Leaving out any pictures, print the entries that follow exactly as they stand.
++++ Data shown
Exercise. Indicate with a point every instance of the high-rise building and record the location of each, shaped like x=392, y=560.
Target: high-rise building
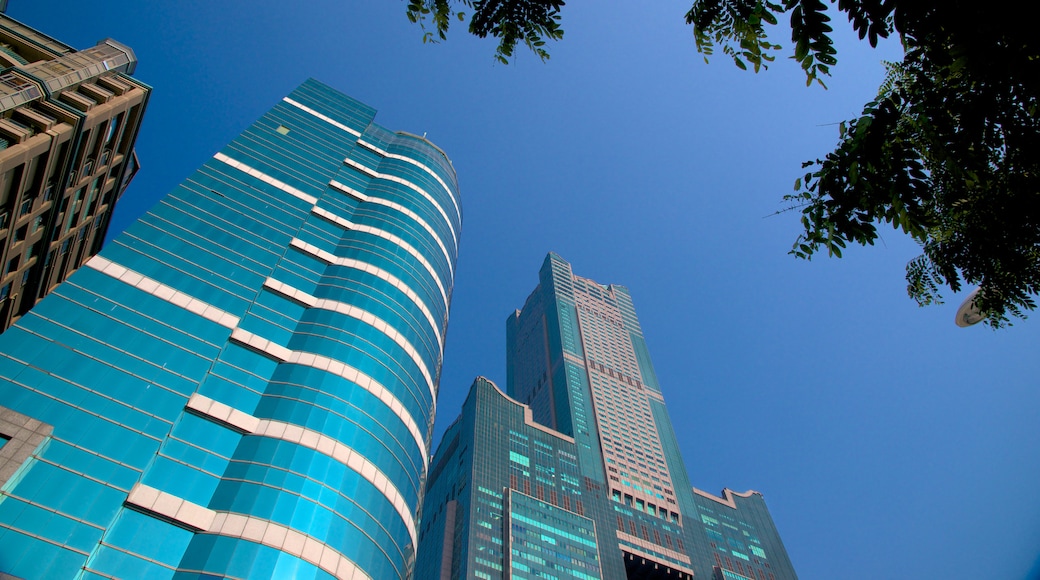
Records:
x=68, y=125
x=577, y=473
x=241, y=384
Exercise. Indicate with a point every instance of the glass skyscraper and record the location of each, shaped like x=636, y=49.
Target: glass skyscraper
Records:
x=242, y=384
x=576, y=473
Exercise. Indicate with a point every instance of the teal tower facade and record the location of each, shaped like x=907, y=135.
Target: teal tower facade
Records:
x=581, y=440
x=242, y=384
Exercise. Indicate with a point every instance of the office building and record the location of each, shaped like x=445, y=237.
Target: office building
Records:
x=68, y=125
x=241, y=384
x=576, y=473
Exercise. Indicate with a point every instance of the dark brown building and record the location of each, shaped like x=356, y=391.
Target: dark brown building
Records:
x=68, y=125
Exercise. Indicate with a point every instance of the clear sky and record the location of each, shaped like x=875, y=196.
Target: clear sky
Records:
x=887, y=442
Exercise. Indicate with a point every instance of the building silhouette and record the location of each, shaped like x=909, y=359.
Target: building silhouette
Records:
x=69, y=121
x=576, y=473
x=242, y=384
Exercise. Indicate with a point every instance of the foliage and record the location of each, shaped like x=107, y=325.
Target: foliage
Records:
x=947, y=152
x=512, y=22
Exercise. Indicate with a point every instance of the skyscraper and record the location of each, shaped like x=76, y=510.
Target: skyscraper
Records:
x=242, y=384
x=68, y=125
x=577, y=473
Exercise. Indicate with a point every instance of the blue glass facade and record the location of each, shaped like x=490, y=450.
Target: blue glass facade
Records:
x=581, y=388
x=243, y=383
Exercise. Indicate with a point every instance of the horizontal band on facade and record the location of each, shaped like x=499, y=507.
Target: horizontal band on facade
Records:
x=373, y=174
x=283, y=354
x=422, y=166
x=201, y=519
x=162, y=291
x=323, y=117
x=312, y=440
x=347, y=225
x=415, y=217
x=354, y=312
x=330, y=258
x=633, y=545
x=265, y=178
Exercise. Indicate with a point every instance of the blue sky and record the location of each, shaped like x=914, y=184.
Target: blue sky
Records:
x=888, y=443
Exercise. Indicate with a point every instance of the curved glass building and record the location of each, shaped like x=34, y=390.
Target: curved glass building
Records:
x=243, y=383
++++++++
▸ Problem solution:
Exercise. Indicate with a point every instance of the high-rise building and record the location of each, shaped like x=392, y=560.
Target: high-rise building
Records:
x=68, y=125
x=577, y=473
x=241, y=384
Exercise. Indicate with a point every instance of the glass skyscraper and record the location of each, shaped like x=636, y=49.
Target: glass skyscraper
Records:
x=242, y=384
x=576, y=473
Exercise. Indicate with a point every instance of the teal tower facade and record the location of each, shaped like x=907, y=135.
Target: teal tower facade
Records:
x=581, y=440
x=242, y=384
Exercise. Indicate with a point every instance of the office building and record the location of each, shaped like x=445, y=237.
Target: office building
Records:
x=68, y=125
x=241, y=384
x=576, y=473
Exercise. Indicate with a point every instance of the dark brown building and record the location of each, shaped like x=356, y=391.
Target: dark brown building
Records:
x=68, y=125
Exercise. Indicate with a point every instance of the clear sky and record the location of each, shaped like x=875, y=196.
Target: clear sky
Records:
x=887, y=442
Exercise. Indicate with a point every instance of the building silhouette and record the location of each, shaped like x=909, y=359.
Target: building silhouette
Records:
x=69, y=121
x=576, y=473
x=242, y=384
Exercise. Indicate with a point every instance of the foliage and record the location of each, shaped like x=107, y=325.
Target: foliage
Records:
x=947, y=152
x=512, y=22
Exercise. Indicate with a point every instance of the skyscraper and record the location of each, shaped like x=76, y=510.
Target: skyscraper
Records:
x=242, y=384
x=68, y=125
x=577, y=473
Exercise. Indicate with a point every instance of the blue glass facade and record the location of each, shaped like x=490, y=450.
Target: blue glass facade
Records:
x=581, y=388
x=243, y=383
Exercise. Indicate with a point every instance of the horizontal band on facade and record the location of each, shaped like x=499, y=507.
Target: horizontal band on facade
Records:
x=373, y=174
x=283, y=354
x=422, y=166
x=201, y=519
x=162, y=291
x=323, y=117
x=312, y=440
x=347, y=225
x=415, y=217
x=354, y=312
x=330, y=258
x=633, y=545
x=265, y=178
Exercise. Indicate with a point every instance of the blue sky and record the location of each, shaped like x=914, y=184.
Target: blue sky
Records:
x=888, y=443
Exercise. Indicate with a point every instance of the curved glass building and record the location of each, shaped like x=34, y=390.
Target: curved glass building
Records:
x=243, y=383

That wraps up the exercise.